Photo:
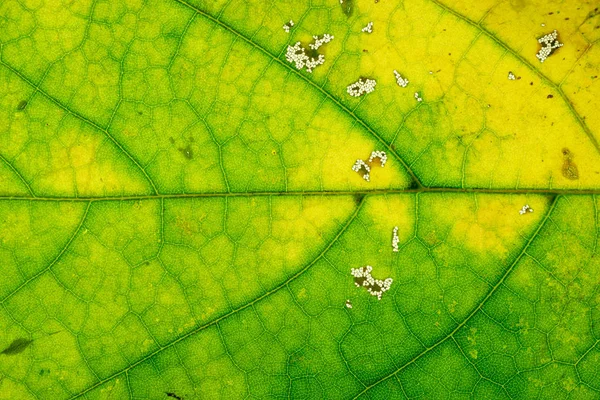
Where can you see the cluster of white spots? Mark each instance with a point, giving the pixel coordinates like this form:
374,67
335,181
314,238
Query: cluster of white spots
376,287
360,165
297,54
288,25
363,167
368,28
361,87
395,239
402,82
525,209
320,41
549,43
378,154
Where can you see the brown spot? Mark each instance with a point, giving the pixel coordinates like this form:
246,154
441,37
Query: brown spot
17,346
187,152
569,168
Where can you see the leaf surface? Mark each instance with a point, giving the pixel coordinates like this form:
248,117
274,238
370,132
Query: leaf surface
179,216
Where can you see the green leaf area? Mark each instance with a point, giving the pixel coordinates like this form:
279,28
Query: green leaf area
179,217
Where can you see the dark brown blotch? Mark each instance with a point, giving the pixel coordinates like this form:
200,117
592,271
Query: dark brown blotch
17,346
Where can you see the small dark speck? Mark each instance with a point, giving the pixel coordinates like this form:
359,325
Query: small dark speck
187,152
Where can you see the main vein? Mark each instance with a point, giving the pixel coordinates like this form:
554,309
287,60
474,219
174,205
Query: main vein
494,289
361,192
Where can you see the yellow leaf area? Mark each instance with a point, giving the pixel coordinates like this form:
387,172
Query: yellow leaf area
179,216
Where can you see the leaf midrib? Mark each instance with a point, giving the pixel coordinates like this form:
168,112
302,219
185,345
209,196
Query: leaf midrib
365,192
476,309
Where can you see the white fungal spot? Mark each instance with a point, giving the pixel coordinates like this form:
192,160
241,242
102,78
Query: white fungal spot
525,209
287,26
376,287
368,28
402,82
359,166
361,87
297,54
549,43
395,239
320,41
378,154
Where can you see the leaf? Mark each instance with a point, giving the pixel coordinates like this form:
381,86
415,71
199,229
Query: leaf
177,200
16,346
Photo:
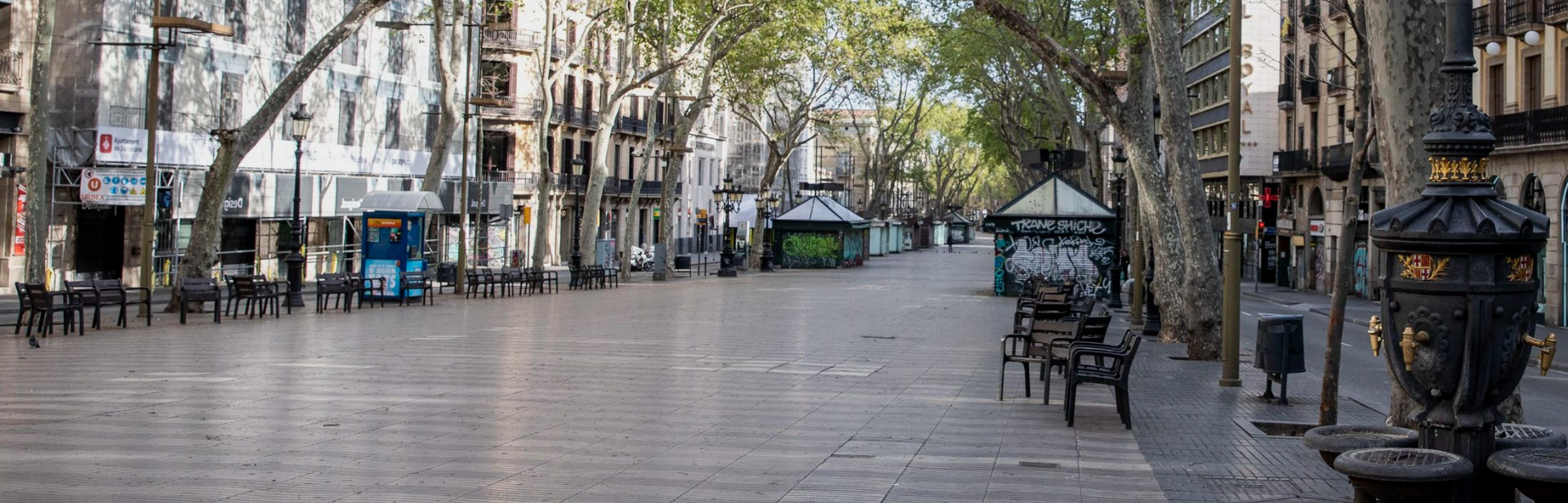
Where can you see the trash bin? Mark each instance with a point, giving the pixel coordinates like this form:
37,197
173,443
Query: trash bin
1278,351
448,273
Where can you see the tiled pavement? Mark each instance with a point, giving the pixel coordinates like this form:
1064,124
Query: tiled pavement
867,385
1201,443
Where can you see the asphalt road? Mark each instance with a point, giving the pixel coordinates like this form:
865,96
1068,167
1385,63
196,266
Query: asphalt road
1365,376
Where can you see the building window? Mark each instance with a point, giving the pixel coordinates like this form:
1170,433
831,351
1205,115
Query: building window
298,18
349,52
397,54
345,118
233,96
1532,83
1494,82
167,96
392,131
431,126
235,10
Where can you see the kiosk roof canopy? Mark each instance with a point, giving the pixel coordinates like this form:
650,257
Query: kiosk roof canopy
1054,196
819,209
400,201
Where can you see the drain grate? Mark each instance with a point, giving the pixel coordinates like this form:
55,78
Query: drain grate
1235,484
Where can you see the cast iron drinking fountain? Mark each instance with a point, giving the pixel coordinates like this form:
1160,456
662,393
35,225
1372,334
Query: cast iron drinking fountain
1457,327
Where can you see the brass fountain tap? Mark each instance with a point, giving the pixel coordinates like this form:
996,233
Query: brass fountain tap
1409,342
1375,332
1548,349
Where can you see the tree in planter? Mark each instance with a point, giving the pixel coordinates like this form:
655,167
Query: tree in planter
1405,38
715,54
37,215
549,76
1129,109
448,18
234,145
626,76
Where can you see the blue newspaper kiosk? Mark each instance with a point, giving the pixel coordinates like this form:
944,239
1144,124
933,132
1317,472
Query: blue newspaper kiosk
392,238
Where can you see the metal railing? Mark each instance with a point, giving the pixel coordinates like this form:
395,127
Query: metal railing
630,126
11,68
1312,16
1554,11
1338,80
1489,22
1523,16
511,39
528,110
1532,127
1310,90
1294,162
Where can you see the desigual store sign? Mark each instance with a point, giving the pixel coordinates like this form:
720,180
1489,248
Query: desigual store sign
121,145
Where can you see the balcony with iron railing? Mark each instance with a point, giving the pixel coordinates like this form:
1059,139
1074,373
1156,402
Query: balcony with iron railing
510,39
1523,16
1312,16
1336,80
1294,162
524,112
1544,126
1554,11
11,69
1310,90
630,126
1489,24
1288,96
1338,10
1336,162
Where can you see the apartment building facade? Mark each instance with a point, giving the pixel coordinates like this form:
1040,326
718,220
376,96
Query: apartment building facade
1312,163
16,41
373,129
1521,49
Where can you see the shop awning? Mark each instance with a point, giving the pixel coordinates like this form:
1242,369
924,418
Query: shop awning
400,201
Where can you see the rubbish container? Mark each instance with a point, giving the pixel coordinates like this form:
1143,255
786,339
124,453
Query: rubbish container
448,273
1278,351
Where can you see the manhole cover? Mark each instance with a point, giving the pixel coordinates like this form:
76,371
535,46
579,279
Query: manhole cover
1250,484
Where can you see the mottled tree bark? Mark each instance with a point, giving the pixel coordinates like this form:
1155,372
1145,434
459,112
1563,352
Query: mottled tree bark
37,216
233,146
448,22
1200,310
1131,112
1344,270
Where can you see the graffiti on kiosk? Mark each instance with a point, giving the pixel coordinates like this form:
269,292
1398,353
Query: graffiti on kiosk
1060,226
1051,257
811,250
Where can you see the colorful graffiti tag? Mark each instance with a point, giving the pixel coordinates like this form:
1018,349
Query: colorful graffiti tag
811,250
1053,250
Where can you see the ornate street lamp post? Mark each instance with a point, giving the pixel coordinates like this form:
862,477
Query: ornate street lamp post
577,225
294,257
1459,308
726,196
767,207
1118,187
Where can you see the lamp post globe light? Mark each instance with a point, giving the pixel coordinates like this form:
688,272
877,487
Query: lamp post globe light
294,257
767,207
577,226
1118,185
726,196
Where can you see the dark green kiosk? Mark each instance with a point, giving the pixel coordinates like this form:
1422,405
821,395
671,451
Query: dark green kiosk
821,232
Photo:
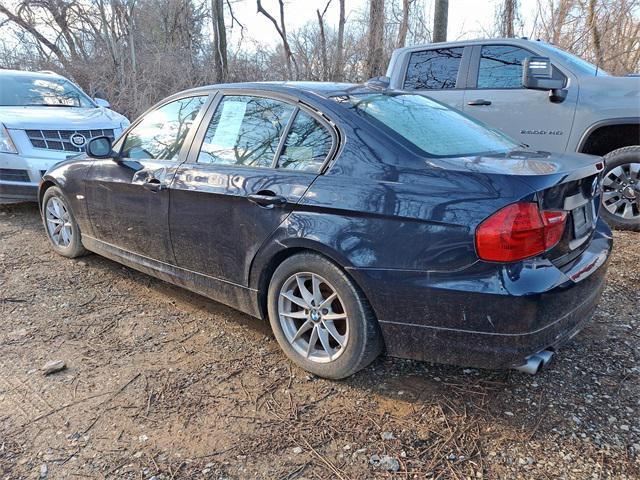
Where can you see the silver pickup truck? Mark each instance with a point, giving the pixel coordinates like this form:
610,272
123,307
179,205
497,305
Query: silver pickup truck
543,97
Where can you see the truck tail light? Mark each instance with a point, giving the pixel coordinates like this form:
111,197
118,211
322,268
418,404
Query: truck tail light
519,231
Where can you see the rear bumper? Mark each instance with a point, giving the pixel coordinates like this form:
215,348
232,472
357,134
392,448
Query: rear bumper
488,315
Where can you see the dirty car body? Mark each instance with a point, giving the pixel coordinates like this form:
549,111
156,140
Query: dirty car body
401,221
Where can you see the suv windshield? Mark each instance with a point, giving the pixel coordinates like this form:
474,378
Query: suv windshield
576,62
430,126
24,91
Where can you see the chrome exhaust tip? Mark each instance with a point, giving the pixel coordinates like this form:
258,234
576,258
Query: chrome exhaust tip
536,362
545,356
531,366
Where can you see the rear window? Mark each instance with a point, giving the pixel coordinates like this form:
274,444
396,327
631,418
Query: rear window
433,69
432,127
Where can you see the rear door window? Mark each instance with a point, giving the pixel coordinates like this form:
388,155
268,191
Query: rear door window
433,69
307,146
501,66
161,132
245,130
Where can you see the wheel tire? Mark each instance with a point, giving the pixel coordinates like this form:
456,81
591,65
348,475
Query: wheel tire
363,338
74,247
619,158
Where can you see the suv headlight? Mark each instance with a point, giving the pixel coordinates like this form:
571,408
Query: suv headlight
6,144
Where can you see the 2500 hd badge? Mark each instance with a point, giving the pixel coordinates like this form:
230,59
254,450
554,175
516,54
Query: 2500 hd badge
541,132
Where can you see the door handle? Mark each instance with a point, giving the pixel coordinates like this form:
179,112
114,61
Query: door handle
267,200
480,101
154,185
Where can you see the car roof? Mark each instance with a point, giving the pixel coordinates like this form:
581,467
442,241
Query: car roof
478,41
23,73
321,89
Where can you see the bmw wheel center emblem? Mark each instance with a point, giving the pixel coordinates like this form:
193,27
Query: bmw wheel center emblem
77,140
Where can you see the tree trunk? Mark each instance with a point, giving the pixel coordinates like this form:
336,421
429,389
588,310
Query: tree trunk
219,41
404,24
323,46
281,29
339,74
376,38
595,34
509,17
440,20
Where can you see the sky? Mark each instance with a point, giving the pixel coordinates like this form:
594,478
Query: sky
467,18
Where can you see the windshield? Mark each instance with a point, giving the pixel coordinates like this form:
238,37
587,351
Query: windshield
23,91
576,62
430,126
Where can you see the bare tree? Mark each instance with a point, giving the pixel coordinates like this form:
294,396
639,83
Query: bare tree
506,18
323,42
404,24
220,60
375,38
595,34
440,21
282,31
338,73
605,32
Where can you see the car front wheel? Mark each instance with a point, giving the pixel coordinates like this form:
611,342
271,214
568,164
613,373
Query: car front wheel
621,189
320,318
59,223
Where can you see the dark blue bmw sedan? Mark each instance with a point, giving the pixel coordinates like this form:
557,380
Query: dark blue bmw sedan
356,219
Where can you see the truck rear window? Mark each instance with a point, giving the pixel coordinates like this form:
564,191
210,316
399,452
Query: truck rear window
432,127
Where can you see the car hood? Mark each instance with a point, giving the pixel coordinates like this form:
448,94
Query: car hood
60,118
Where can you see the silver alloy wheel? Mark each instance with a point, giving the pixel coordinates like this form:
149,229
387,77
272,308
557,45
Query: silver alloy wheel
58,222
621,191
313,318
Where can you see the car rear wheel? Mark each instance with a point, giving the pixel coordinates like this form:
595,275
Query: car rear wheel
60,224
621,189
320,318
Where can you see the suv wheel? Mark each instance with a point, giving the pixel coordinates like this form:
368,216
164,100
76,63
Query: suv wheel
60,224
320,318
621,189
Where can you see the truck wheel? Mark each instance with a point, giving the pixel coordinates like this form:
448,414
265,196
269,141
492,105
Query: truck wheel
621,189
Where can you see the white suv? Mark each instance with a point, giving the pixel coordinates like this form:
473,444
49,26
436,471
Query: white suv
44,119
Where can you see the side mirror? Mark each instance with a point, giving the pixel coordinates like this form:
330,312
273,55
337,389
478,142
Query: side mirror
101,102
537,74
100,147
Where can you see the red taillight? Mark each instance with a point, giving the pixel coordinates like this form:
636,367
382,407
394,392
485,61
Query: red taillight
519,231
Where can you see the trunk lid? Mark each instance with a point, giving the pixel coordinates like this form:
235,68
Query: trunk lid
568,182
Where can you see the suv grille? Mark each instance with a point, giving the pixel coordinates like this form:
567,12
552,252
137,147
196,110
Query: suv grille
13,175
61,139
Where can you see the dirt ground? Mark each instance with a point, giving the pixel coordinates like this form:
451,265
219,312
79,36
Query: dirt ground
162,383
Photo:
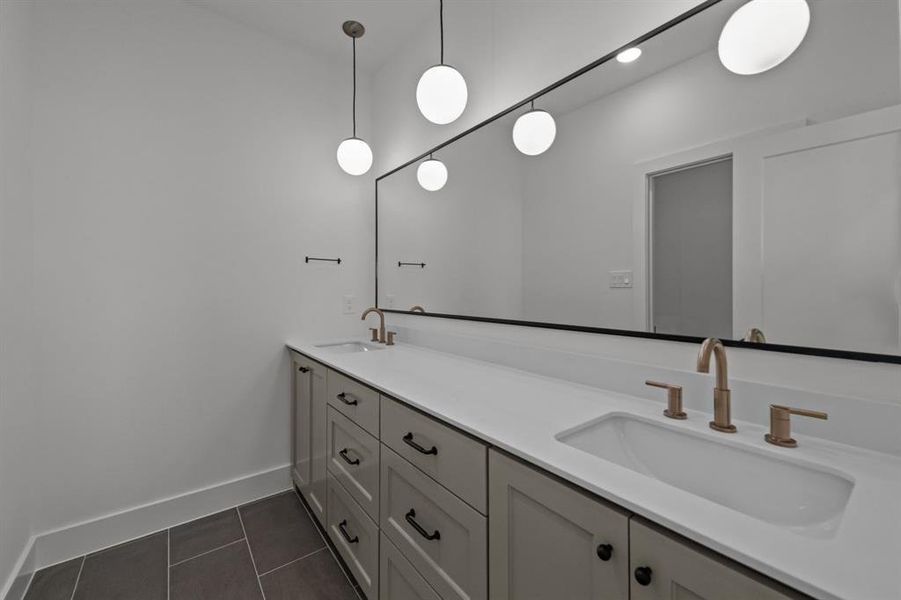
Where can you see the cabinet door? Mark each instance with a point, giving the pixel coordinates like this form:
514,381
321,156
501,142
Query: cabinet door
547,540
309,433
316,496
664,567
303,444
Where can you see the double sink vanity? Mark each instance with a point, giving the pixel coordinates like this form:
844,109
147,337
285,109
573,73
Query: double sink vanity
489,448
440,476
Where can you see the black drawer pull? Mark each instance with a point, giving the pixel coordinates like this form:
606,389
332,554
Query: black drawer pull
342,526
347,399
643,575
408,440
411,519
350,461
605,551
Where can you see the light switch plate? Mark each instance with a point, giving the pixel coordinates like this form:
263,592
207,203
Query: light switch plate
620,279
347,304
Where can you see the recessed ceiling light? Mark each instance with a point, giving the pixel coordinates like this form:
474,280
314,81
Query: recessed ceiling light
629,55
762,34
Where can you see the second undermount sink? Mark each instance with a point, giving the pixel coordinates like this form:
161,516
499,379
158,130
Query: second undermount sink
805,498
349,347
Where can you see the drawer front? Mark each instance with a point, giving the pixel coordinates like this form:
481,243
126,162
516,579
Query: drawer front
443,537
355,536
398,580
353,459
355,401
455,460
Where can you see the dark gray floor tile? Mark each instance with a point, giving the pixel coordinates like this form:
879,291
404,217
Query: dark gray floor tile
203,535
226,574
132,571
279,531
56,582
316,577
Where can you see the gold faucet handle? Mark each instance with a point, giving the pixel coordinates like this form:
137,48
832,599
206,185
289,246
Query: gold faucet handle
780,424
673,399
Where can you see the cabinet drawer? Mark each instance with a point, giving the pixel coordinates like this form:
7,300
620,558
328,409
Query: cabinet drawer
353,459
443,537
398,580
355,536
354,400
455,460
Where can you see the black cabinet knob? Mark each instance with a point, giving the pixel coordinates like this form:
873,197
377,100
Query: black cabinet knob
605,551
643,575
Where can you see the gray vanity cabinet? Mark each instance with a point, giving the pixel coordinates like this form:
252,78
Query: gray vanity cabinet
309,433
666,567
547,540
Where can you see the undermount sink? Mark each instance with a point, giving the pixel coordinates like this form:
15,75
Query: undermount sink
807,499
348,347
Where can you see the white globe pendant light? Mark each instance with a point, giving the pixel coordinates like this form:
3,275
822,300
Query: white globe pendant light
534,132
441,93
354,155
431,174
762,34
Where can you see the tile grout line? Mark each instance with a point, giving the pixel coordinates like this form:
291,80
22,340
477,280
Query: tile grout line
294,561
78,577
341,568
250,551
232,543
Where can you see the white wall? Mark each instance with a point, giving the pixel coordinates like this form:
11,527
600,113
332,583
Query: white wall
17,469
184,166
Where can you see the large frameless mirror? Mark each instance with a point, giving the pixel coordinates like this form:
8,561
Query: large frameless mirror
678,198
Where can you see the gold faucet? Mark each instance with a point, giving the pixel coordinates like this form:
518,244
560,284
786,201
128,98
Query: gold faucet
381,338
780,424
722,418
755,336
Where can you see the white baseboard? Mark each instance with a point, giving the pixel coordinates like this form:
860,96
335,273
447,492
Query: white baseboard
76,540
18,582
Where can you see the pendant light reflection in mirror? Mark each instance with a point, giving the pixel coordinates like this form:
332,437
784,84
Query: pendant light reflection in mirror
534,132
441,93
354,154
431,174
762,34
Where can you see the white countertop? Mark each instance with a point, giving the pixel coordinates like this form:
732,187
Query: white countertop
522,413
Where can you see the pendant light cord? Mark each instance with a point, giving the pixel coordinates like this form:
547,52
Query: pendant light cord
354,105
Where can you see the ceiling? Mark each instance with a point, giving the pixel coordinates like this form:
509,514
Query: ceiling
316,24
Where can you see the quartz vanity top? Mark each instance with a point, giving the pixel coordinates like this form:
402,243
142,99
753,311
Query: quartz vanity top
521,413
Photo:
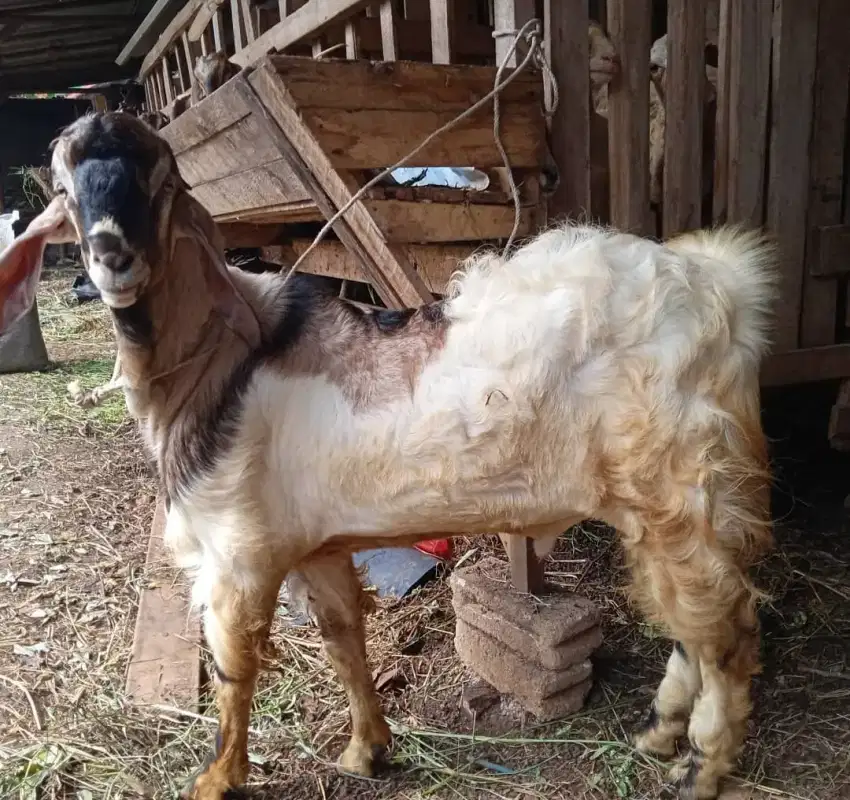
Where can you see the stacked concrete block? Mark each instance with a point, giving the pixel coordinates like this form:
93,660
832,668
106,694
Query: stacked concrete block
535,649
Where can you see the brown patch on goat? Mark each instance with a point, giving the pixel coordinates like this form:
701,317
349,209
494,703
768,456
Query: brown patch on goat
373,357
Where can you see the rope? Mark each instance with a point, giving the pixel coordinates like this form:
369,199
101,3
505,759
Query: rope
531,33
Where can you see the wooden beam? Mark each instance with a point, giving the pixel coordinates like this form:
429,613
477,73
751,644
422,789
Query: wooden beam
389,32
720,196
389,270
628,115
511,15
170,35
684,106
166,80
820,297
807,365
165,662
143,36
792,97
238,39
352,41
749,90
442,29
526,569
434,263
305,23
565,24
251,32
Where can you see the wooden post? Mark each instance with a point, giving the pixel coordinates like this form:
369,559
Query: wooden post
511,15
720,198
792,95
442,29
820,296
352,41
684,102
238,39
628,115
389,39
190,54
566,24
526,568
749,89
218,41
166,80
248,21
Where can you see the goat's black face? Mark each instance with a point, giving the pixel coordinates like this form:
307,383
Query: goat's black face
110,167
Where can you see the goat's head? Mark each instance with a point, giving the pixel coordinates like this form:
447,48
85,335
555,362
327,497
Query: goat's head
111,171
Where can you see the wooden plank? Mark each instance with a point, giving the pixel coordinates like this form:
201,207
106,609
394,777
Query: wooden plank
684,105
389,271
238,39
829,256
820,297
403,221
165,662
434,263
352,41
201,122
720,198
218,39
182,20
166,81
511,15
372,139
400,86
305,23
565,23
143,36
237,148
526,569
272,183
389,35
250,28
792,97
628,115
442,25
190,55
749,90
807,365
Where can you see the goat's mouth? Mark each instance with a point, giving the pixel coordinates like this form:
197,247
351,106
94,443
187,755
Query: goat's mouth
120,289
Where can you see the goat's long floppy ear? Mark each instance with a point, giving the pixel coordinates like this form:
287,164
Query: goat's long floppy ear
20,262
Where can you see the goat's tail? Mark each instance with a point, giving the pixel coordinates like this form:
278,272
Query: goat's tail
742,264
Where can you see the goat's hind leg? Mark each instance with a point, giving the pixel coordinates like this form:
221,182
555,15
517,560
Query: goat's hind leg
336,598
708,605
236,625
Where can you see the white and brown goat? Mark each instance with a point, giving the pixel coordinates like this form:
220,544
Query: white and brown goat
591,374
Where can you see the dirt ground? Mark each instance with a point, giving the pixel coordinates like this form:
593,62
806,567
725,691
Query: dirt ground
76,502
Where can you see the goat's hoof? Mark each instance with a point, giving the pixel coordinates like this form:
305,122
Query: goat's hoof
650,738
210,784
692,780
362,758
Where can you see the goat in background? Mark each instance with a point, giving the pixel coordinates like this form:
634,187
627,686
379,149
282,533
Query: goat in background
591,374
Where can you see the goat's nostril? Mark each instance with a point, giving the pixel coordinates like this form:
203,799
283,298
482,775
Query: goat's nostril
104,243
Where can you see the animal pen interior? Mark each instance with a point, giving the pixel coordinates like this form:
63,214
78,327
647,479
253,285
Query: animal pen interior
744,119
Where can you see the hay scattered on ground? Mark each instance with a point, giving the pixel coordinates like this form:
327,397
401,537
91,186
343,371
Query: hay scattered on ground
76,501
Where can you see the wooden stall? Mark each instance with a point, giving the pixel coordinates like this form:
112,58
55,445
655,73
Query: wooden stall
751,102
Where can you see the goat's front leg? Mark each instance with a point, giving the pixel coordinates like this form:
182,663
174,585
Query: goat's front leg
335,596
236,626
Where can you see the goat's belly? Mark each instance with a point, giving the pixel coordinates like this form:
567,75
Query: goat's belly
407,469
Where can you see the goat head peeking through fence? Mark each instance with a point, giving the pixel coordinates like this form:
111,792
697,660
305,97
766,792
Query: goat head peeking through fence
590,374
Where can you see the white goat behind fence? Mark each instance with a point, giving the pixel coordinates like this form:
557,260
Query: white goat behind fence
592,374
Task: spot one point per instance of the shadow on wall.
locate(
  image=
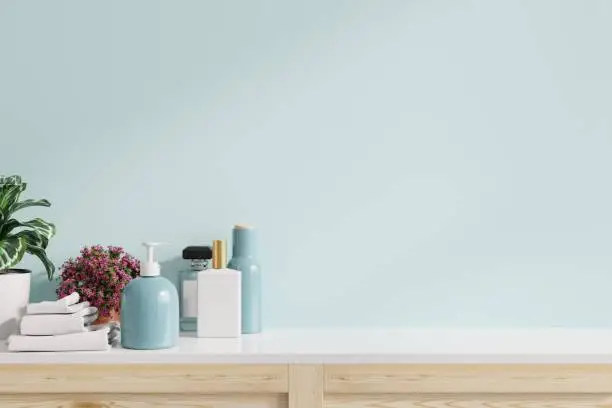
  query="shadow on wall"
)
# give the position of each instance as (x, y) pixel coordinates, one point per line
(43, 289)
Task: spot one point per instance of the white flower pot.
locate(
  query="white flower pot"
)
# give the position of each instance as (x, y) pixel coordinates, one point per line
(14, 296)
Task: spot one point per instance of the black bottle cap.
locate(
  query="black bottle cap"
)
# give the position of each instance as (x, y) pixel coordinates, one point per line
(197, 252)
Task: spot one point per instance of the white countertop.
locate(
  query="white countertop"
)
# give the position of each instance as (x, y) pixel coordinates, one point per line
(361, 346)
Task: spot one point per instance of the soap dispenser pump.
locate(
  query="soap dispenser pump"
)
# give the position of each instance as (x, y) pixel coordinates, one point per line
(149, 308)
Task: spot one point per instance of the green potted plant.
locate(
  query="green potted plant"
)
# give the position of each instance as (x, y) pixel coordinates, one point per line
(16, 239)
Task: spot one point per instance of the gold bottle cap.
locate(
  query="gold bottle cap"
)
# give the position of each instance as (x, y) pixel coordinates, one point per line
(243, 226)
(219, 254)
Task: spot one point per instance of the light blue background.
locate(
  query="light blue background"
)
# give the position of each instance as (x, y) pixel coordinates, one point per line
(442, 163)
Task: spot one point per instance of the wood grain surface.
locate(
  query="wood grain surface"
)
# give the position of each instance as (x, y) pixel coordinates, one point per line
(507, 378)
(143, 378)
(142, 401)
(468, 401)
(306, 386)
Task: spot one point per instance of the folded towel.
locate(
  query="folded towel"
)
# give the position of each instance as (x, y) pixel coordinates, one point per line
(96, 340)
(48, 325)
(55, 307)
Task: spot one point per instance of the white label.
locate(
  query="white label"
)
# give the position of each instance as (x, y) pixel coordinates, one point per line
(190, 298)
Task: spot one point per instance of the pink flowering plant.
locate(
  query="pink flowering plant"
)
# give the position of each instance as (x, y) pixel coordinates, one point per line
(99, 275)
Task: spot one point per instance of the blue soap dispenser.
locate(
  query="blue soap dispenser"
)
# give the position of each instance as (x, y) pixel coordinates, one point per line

++++++++

- Description of the task: Nothing but the lines from the one with "Task: spot one point per instance of the soap" through the last line should be repeated, each exactly as it stands.

- Solution below:
Task: spot one point per instance of the soap dispenser pump.
locate(
  query="soap dispenser pump"
)
# give the position of each instance as (x, y) pixel coordinates, one point per line
(149, 308)
Task: spot one point per instance of the green potted plant.
locate(
  query="green potted plant"
)
# give the position of each instance as (x, y) pixel coordinates, one point per line
(16, 239)
Task: spot one point per instance of the gold bottle cap.
locate(
  query="gold bottle cap"
)
# give the position of each instance as (x, y) pixel coordinates, one point per line
(243, 226)
(219, 254)
Task: spot one point per instance of the light blue background.
locate(
  query="light blue background"
)
# give the position of each instance as (x, y) pixel coordinates, one point per line
(442, 163)
Task: spot one point per instance of the wood grain surface.
locate(
  query="wood grain surface"
)
# give the position of each instance as (x, y) pixel coordinates, one point per line
(507, 378)
(143, 378)
(142, 401)
(468, 401)
(306, 386)
Task: spot one point per instance of the folded towel.
locate(
  query="folded towel"
)
# give the position of each instance as (x, y) pixel coordinates, one point per line
(96, 340)
(48, 325)
(55, 307)
Task: spot one point per instance of the white label.
locate(
  query="white label"
)
# give the position of each instance as (x, y) pixel coordinates, one point per line
(190, 298)
Task: spot one point per instance of the pink flowering plant.
locate(
  query="pink flowering plant"
)
# give the position of each instance as (x, y) pixel coordinates, one point per line
(99, 275)
Task: spot one point per instance of the blue soap dispenser.
locate(
  query="blue soap dispenser"
)
# give the position of each instance as (x, y) pixel coordinates, one point per line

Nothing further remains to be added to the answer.